- _Parts of the exercise_
a - In the basketball rebounding transcript, where did the team rank nationally in defensive rebounding percentage in the first year it switched every ball screen?
b - Continue the basketball rebounding transcript from its last sentence.

The rebounding thing, it’s been really easy. We play a ton of the live, half-court, full-court, but a lot of half-court live. We don’t do many drills. We very rarely drill anything. We just change the rules of five on five in the half-court. If you don’t go, you get yelled at. We’ve been a top 10 defensive rebounding team, I think, for the last four or five years, and we’ve been really, really small. We’ve still been top 10 in it because we send five to the defensive glass with relentless pursuit. For us, it was just now letting them do it on offense as well. In our practice, you don’t get yelled at for a lot. You can play bust, you can do whatever you want, but if you turn it over or you don’t crash in now on offense or defense, it is stop practice, crash. Early in the preseason, some of our scrimmages, we did a lot of inter-squad scrimmages to try to teach the crashing and to try to teach the pace in the sets. It was not only I would stop the inter-squad, I’d sub you out, even though we don’t do that anymore, but we did it early. I’d show it on film three times. By the end, if you were the one guy who had three missed crashes, it became such a big deal that you had to change. We have a lot of negotiables on both sides of the ball. The crashing every time on both sides and the turning it over are not in that mix of negotiable things.
Dan 46:22
When you say crash a defensive glass, box out versus crash and go get it philosophy. Like, could you go a little deeper on that?
Matt Majkrzak 46:29
I personally don’t like boxing out. I think it started with, we switched five for two years in a row, every ball screen. And so we constantly ended up cross-matched with our guards on bigs because everybody tried to pick on it. And that was the first year we were, I think we finished sixth in the country in defensive rebounding percentage. Because we were so worried about it. Everyone said, if you switch, you’re not going to defensive rebound.

- _Records shown_
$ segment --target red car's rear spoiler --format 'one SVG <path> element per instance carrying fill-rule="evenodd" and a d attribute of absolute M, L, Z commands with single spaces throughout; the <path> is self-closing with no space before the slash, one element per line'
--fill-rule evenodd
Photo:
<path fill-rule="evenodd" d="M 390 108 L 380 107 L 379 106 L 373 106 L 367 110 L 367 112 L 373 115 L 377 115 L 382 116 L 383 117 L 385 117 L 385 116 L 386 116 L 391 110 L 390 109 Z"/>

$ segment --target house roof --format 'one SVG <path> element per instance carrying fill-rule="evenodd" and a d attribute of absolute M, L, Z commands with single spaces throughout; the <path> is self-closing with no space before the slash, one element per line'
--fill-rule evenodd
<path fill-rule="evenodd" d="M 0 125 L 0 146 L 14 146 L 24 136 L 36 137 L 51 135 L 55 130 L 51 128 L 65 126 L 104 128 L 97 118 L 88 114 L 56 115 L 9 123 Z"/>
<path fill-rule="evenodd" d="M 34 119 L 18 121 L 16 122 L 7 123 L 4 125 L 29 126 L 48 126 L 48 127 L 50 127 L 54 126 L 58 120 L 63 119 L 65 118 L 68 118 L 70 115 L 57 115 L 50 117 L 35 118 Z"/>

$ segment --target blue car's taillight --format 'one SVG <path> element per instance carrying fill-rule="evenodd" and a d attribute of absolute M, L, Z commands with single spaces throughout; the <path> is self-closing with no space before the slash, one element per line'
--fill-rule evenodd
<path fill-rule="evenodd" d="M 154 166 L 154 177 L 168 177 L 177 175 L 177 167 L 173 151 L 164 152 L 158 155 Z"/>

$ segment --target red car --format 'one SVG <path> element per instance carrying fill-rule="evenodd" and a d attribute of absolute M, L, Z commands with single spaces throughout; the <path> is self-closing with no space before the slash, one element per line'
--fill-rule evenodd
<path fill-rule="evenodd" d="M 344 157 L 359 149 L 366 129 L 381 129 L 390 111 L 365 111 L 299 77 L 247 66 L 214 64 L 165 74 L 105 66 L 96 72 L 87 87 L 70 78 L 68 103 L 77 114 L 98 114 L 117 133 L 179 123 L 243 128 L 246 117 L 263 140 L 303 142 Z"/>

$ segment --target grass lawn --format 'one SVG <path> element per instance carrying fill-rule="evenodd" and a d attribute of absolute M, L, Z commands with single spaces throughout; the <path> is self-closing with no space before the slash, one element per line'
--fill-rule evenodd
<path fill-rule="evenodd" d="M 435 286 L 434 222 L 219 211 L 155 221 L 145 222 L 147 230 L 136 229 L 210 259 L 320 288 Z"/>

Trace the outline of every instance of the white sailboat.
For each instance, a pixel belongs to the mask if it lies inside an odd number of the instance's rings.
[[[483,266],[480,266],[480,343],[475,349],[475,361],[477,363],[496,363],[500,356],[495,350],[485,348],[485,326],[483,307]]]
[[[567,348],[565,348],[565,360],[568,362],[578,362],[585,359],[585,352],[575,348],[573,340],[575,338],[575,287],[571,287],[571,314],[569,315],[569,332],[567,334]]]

- _Expected results_
a - Sixth in the country.

b -
And we started teaching basically, guards hold the big off and bigs run in there and grab it. Like, go take it. And, you know, there’s some subtleties to it. You got to stop at 15 feet. You can’t run in every time. But every time our five are going towards the rim 100% of the time, if you challenge a shot, that’s the hardest one to teach. They don’t always get back into play. But again, we’ll show that every single time on film, if you don’t do it. And we get good at that stuff. And just by having five in the fight, having tough kids, you know, preaching toughness over and over again, we just tend to win a lot of those balls. And I always feel like every half time I go in, I’m like, our defense rebounding sucks. And then I look at the stat sheet. I’m like, well, they got three, but all three hurt our soul. And it’s definitely one of those things. I think it has to become part of your culture. And that was why this offensive rebounding thing, I think transitioned so well for us. Because now it’s, I mean, if the other team gets a ball, you would think the world has ended by looking at the faces of not me, like, I’m actually better at our staff. Those two guys are convinced every time we give up a rebound on either side, that we’re the softest team in the country and have no effort. And I’m like, guys, we out rebounded by 16 today. And they’re like, yeah, but we could add another 12 if we just would have grabbed it or if we would run a little harder. And now the players are there, which is the key. And it’s like every time another team gets a rebound, we think we got fouled and it’s the rest fall. They made a bad call on the out of bounds, because certainly it’s our ball or an active God happened to allow him to get rebounded. That’s the mindset that I think has helped more than anything else. Because we are not big by traditional standards and we’re not bouncy by traditional standards, but we do a heck of a job at rebounding.
Pat 48:45
All right, coach, our last start subset for you has to do with the lock left defense, and we’re going to call this one our tough to teach. So tough to teach with the lock left defense.
So option one is just the on the ball angles of the on-ball defender. There are angles within the lock left defense, the actual ball screen coverage within the lock left defense, or your help side rotation within the lock left defense. Tough to teach.
Matt Majkrzak 49:16
to teach. Start the help side rotation. That’s why we’ve done it every year as part of what we do and that we change how extreme we’re lock left. This is the least lock left principle we’d ever been.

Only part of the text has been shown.